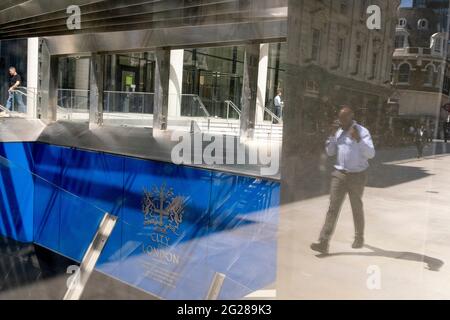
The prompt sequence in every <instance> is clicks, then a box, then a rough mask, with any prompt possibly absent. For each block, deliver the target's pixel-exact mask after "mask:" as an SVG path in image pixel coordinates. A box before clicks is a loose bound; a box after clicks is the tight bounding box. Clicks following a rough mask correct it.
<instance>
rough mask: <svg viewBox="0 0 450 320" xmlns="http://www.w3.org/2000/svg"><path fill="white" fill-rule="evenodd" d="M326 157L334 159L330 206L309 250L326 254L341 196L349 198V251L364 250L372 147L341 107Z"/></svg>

...

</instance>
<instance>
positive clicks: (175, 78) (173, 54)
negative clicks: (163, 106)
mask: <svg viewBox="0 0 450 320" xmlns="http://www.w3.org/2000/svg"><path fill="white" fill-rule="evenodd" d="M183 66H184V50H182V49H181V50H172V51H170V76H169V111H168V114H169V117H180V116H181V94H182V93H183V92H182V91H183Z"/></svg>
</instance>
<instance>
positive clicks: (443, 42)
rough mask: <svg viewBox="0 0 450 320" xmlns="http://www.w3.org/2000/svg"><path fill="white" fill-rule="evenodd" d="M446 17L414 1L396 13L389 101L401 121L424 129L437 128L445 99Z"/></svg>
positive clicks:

- _The problem_:
Among the lines of the material, find those that hold the word "rough" and copy them.

- _Task answer_:
The prompt sequence in every <instance> is clicks, then a box, then a rough mask, with any prompt possibly absent. For each block, deliver the target's pixel-exact mask after "mask:" as an SVG path in image pixel coordinates. A box before clicks is a loose bound; a box after clicks is the tight bounding box. Clicks following a rough mask correct it.
rough mask: <svg viewBox="0 0 450 320" xmlns="http://www.w3.org/2000/svg"><path fill="white" fill-rule="evenodd" d="M326 157L334 159L330 206L309 250L326 254L341 196L349 198V251L364 250L372 147L341 107Z"/></svg>
rough mask: <svg viewBox="0 0 450 320" xmlns="http://www.w3.org/2000/svg"><path fill="white" fill-rule="evenodd" d="M446 17L414 1L396 13L389 101L401 121L424 129L437 128L445 99Z"/></svg>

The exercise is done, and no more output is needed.